Texte fourni
<<<<

Les allégations d’inconduites sexuelles s’accumulent de jour en jour, nous étonnent ou nous déstabilisent. Toutefois, les intervenants sur le terrain voient ces dénonciations sous un autre angle, à travers leurs propres lunettes de spécialistes. Mme Annie Fournier, sexologue et Directrice clinique du CAVAC de la Montérégie, nous partage son point de vue.
Enfin, le silence se brise
Les dénonciations qui surgissent jour après jour ne surprennent pas Mme Annie Fournier, sexologue depuis plusieurs années. Les intervenants qui œuvrent auprès des victimes de crimes sexuels savent pertinemment qu’un très grand nombre, un trop grand nombre, d’individus demeurent dans le silence.
Les chiffres parlent d’eux-mêmes, selon le Guide d’information à l’intention des victimes d’agression sexuelle :
1 femme sur 3 a été victime d’au moins une agression sexuelle depuis l’âge de 16 ans, alors que seulement 1 agression sexuelle sur 20 a été portée à l’attention des services policiers. Le fossé est énorme entre les deux.
Ce sont celles qui ont conservé le silence trop longtemps qui prennent aujourd’hui la parole, d’une façon ou d’une autre.
Alors qu’une culture du silence perdure depuis trop longtemps, ce qui se passe sur les réseaux sociaux, c’est un peu comme si, tout à coup, la société au grand complet disait : c’est assez, ça suffit!
Vague de dénonciations : une bonne nouvelle en soi
Les dénonciations sont donc une bonne nouvelle en soi. Et ce n’est pas étonnant que cela se produise sur les réseaux sociaux, car c’est là qu’une grande proportion de la population se trouve.
Mme Fournier, du CAVAC de la Montérégie, ne prend toutefois pas position par rapport au fait que cela se produise sur les réseaux sociaux. Pour elle, l’essentiel, c’est que les personnes qui ont subi une infraction à caractère sexuel osent briser le silence, qu’elles dénoncent leur agresseur, mais surtout qu’elles aillent chercher de l’aide.
Après un premier mouvement en 2014, #AgressionNonDénoncée, puis un second en 2017, #MoiAussi, cette 3e vague démontre que les valeurs de la société changent, qu’il y a clairement une évolution dans le domaine des dénonciations.
Mais, cela prouve également qu’il y en a encore beaucoup et qu’il faut que ça cesse.

>>>>

Exercice écrit A
Traduisez en anglais cette phrase du texte sur les dénonciations d’agressions sexuelles : « Ce sont celles qui ont conservé le silence trop longtemps qui prennent aujourd’hui la parole, d’une façon ou d’une autre. »
Exercice écrit B
Poursuivez le texte sur la vague de dénonciations d’agressions sexuelles à la suite de sa dernière phrase.

Informations fournies
<<<<

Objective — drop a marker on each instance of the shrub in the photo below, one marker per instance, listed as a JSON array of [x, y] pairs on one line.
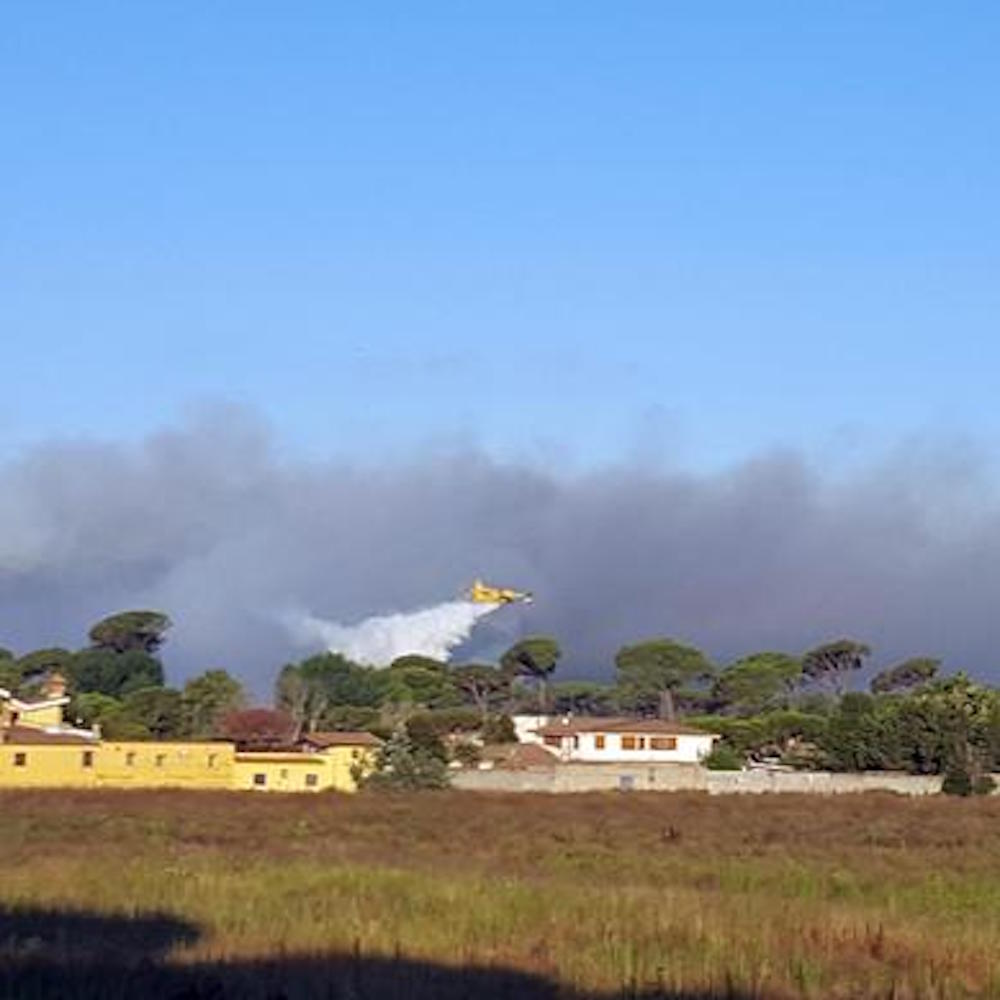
[[723, 758], [499, 729], [467, 754], [957, 781], [985, 784], [401, 764]]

>>>>

Réponse attendue A
It is those who kept silent for too long who are speaking out today, in one way or another.

Réponse attendue B
Un fardeau qui s’allège en ayant accès aux témoignages de victimes
On peut voir le positif, comme le négatif à travers ces nombreuses dénonciations sur les réseaux sociaux, mais en aucun cas, un jugement ne devrait être porté.
Car, comme Mme Fournier nous le rappelle, les personnes victimes d’un crime sexuel portent un lourd fardeau. Elles sont très souvent prises avec un sentiment de honte, alors que c’est l’agresseur qui devrait se sentir coupable. Lorsqu’elles osent s’ouvrir à un proche, elles ne sont malheureusement pas toujours crues, ou les gestes sont minimisés, banalisés.
Le simple fait qu’elles puissent lire et entendre d’autres témoignages est libérateur. Pour plusieurs, l’isolement tombe pour une première fois. La vague actuelle produit inévitablement un effet domino, car elle offre un réconfort.
Tout à coup, on réalise qu’on n’est pas seule et que l’on n’est surtout pas responsable de la violence sexuelle que l’on a subie. En dénonçant, on aide les autres à dénoncer. La vague de dénonciation constitue en quelque sorte une vague de solidarité.
Des agressions plus nombreuses? Pas nécessairement!
En lisant toutes les dénonciations sur les réseaux sociaux, on pourrait croire qu’il y a plus que jamais des comportements d’inconduites sexuelles.
Mme Fournier explique qu’actuellement, «on observe une évolution au niveau des dévoilements, mais pas au niveau des agressions. Il y en avait avant, il y en a encore. Est-ce qu’il y en a davantage? Pas nécessairement.»
«Ce n’est pas parce qu’on entend davantage de dénonciations qu’il y a davantage d’infractions à caractère sexuel», précise Mme Fournier.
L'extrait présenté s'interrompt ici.